▶ [YOUR ASSIGNMENT]:
Down to the last line, print the entries below exactly, and keep every picture out of the copy.

(Stored data entries)

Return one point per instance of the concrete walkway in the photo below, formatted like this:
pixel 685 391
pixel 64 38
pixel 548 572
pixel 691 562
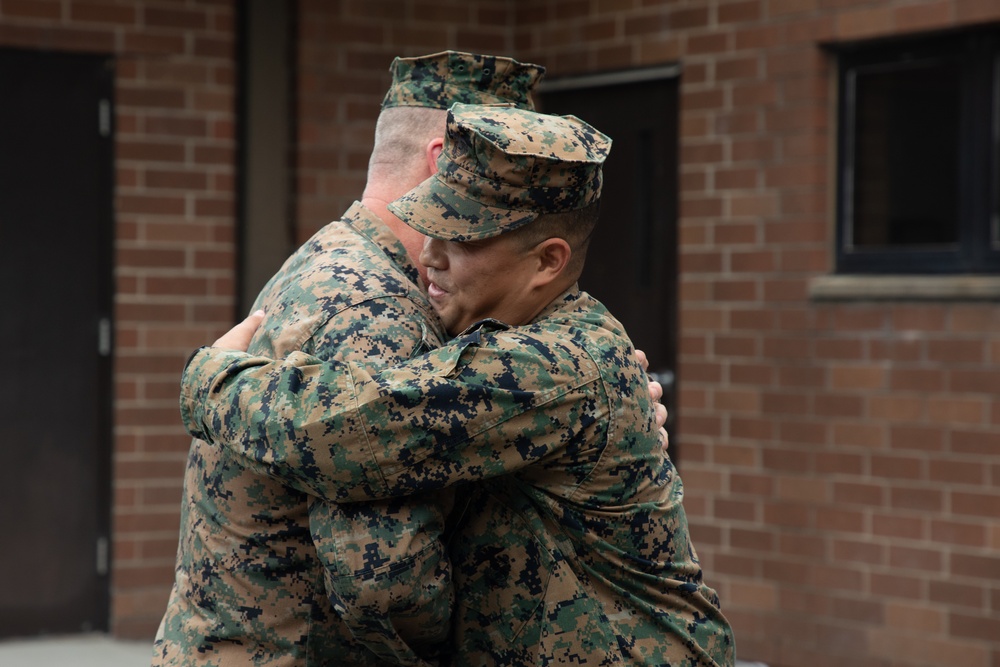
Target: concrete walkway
pixel 97 651
pixel 93 650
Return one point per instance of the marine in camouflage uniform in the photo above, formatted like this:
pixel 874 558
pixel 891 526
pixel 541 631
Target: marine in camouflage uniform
pixel 572 546
pixel 250 585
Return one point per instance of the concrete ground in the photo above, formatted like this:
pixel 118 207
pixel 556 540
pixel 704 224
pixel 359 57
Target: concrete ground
pixel 96 650
pixel 91 650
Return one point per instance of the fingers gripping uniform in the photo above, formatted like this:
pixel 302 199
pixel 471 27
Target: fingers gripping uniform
pixel 259 562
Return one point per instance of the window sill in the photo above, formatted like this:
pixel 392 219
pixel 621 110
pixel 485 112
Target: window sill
pixel 904 288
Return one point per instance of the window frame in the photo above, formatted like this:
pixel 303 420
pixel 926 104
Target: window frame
pixel 977 250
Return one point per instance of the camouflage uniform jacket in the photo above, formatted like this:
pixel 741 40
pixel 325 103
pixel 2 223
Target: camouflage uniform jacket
pixel 574 545
pixel 249 587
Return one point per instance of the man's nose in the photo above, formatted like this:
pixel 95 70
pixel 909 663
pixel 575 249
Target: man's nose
pixel 430 254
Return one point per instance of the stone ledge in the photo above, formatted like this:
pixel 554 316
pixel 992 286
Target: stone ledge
pixel 904 288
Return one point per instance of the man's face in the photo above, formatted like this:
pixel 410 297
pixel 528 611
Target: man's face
pixel 472 280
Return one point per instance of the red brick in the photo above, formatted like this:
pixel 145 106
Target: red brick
pixel 956 533
pixel 847 493
pixel 898 586
pixel 974 626
pixel 98 12
pixel 923 499
pixel 740 11
pixel 899 526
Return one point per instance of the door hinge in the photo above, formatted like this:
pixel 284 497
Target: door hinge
pixel 104 118
pixel 102 556
pixel 104 337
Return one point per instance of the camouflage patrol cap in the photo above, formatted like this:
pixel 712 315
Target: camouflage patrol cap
pixel 502 167
pixel 441 79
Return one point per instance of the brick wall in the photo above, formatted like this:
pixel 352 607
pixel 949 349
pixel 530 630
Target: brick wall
pixel 841 460
pixel 174 200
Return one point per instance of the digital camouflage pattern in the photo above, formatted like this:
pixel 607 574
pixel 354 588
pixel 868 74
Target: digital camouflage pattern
pixel 250 588
pixel 439 80
pixel 573 547
pixel 500 168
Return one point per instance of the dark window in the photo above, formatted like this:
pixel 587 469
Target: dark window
pixel 918 163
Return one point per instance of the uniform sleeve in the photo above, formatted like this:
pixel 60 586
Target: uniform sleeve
pixel 482 406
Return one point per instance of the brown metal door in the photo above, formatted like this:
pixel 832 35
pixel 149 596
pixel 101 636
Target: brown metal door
pixel 632 261
pixel 55 269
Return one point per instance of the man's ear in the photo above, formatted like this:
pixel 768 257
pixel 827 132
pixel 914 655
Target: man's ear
pixel 553 258
pixel 431 152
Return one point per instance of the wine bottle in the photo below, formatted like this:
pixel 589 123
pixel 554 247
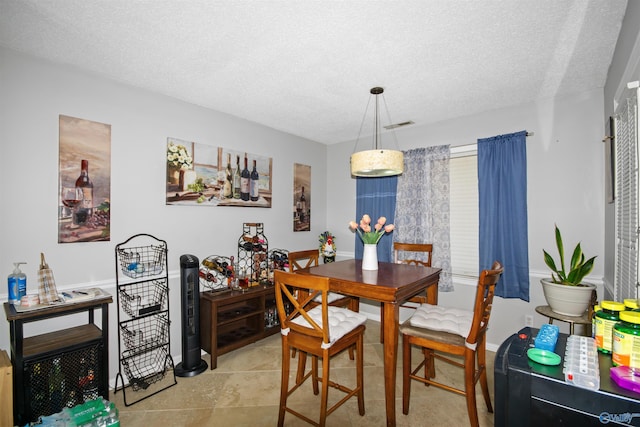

▶ [RESULT OF THIS EXERCISE]:
Return one point per instance of the concrete walkway in the photo below, formatted like this:
pixel 685 391
pixel 64 38
pixel 548 572
pixel 691 562
Target: concrete walkway
pixel 97 651
pixel 93 650
Return one point per instance of the marine in camouflage uniform in the photo above, formatted like this:
pixel 874 558
pixel 891 526
pixel 541 631
Target: marine in camouflage uniform
pixel 572 546
pixel 250 585
Return one point per instance of the concrete ground in the photo above, formatted like this:
pixel 118 207
pixel 556 540
pixel 704 224
pixel 359 57
Target: concrete ground
pixel 96 650
pixel 91 650
Return one point per instance of the fingers gripping uniform in the photo above, formatted like this:
pixel 302 199
pixel 471 27
Target: fingers gripping uniform
pixel 259 562
Return one point per instance of the window sill in the photo above, formatted like this:
pixel 392 219
pixel 621 110
pixel 485 112
Target: window sill
pixel 904 288
Return one point per instance of the window frame in the photo above, formatted like this:
pixel 303 420
pixel 926 104
Target: window frame
pixel 977 250
Return one point per instance of the camouflage uniform jacket in the photo above, formatted like this:
pixel 741 40
pixel 325 103
pixel 2 223
Target: camouflage uniform jacket
pixel 574 545
pixel 249 587
Return one point per instance of the man's nose in the photo above, formatted like this:
pixel 95 70
pixel 909 663
pixel 575 249
Target: man's nose
pixel 430 254
Return one point per instance of the stone ledge in the photo above, formatted like this:
pixel 554 316
pixel 992 286
Target: stone ledge
pixel 904 288
Return one point per instance of the man's face in the photo above, formatted like this:
pixel 410 297
pixel 528 611
Target: man's face
pixel 472 280
Return one point per instance of the red brick in the photo above, formatted like this:
pixel 145 106
Target: red brick
pixel 956 533
pixel 847 493
pixel 898 586
pixel 974 626
pixel 98 12
pixel 923 499
pixel 740 11
pixel 899 526
Return one point per instance of the door hinge in the photo above, formatted like this:
pixel 284 497
Target: door hinge
pixel 104 118
pixel 102 556
pixel 104 337
Return one point per instance of the camouflage patrol cap in the photo above, formatted like this:
pixel 712 315
Target: camouflage patrol cap
pixel 502 167
pixel 441 79
Return one point per instance of the brick wall in the photo above, formatted like this:
pixel 352 607
pixel 949 349
pixel 530 630
Target: brick wall
pixel 841 460
pixel 174 200
Return one point per instance of the digital camouflage pattern in the photo above, formatted like this:
pixel 607 574
pixel 354 588
pixel 868 74
Target: digital camouflage pattern
pixel 250 588
pixel 439 80
pixel 573 547
pixel 500 168
Return one point per instance of the dark window in the photo above, formatted like this:
pixel 587 469
Target: dark window
pixel 918 163
Return one point per instance of the uniform sleeve in the photo above, formatted like this:
pixel 60 586
Target: uniform sleeve
pixel 482 406
Return one point per instance of the brown metal door in the photo above, formatted like this:
pixel 832 35
pixel 149 596
pixel 101 636
Target: brown metal door
pixel 632 261
pixel 55 269
Return one point per instance of the man's ear in the photo above, formatted like this:
pixel 768 257
pixel 827 132
pixel 914 655
Target: man's ear
pixel 553 258
pixel 431 152
Return one point per instance of the wine bottle in the photo below, formatted like this:
pixel 589 123
pixel 554 247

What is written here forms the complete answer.